Texto para leitura —

>>>

É PROIBIDA A ACUMULAÇÃO DO CARGO DE VEREADOR COM O DE SECRETÁRIO AINDA QUE EM MUNICÍPIOS DISTINTOS E COM COMPATIBILIDADE DE HORÁRIOS

TCE/ES

PARECER/CONSULTA TC-007/2011

 

 

PROCESSO      – TC-6400/2010

INTERESSADO – PREFEITURA MUNICIPAL DE IBATIBA

ASSUNTO         – CONSULTA

 

 

EXERCÍCIO SIMULTÂNEO DE CARGO DE SECRETÁRIO MUNICIPAL COM VEREADOR – IMPOSSIBILIDADE DE ACUMULAR CARGOS AINDA QUE EM MUNICÍPIOS DIFERENTES.

<<<

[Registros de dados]

>>>

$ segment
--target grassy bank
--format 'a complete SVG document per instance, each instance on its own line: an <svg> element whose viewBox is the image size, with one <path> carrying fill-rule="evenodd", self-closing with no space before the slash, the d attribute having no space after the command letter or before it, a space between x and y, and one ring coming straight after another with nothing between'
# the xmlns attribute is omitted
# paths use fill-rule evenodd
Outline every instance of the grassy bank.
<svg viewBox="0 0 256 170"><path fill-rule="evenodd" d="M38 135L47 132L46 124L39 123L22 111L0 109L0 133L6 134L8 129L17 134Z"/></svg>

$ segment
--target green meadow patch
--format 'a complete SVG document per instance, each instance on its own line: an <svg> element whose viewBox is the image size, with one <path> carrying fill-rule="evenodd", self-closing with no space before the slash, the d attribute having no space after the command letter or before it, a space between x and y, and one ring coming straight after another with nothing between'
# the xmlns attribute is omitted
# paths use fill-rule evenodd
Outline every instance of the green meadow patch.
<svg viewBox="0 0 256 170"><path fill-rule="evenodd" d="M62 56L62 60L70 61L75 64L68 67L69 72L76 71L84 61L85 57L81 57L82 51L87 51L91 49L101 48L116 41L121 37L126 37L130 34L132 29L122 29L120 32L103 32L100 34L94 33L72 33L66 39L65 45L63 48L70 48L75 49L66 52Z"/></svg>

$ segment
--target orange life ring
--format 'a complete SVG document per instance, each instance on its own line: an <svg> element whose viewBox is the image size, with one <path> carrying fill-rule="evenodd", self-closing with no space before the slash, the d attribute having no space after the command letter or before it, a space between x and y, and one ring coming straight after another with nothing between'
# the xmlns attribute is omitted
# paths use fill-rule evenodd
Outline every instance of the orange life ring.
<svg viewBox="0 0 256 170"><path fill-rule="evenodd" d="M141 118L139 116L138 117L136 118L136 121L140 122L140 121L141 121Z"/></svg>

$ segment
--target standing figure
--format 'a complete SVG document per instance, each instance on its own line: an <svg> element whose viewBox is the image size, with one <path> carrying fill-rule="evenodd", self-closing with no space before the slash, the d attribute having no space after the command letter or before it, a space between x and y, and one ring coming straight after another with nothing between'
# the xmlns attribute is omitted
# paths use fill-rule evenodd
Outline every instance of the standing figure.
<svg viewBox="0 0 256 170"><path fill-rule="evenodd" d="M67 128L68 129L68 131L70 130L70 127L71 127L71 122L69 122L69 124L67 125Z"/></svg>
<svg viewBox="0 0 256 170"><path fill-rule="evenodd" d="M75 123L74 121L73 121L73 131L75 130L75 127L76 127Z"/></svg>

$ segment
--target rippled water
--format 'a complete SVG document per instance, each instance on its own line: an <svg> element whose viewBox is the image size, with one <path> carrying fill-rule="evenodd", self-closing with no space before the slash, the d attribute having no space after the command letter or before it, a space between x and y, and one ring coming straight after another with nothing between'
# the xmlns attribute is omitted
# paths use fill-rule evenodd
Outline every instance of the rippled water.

<<<

Tarefas a realizar —
#1 Traduza para o inglês esta frase do parecer sobre a acumulação de cargos: "É PROIBIDA A ACUMULAÇÃO DO CARGO DE VEREADOR COM O DE SECRETÁRIO AINDA QUE EM MUNICÍPIOS DISTINTOS E COM COMPATIBILIDADE DE HORÁRIOS".
#2 Prossiga com a redação do parecer sobre a acumulação de cargos a partir do ponto em que ele termina.

Resultados —
#1 Holding the office of city councilor together with that of secretary is prohibited, even in different municipalities and with compatible working hours.

#2
Vistos, relatados e discutidos os presentes autos do Processo TC-6400/2010, em que o Prefeito Municipal de Ibatiba, Sr. Lindon Jonhson Arruda Pereira, formula consulta a este Tribunal, nos seguintes termos:

 

1. Em tese, pode um vereador de um município, onde a Câmara Municipal de reúna uma vez por semana, após expediente diurno de trabalho, exercer simultaneamente cargo comissionado de secretário municipal em outro município, acumulando as remunerações? Não se aplicam as limitações do art. 31, XVI, e art. 38 e incisos da Constituição Federal, por serem os municípios distintos? Aplica-se na hipótese o permissivo de compatibilidade de horários?

 

 

Considerando que é da competência deste Tribunal decidir sobre consulta que lhe seja formulada na forma estabelecida pelo Regimento Interno, conforme artigo 1º, inciso XVII, da Lei Complementar nº 32/93.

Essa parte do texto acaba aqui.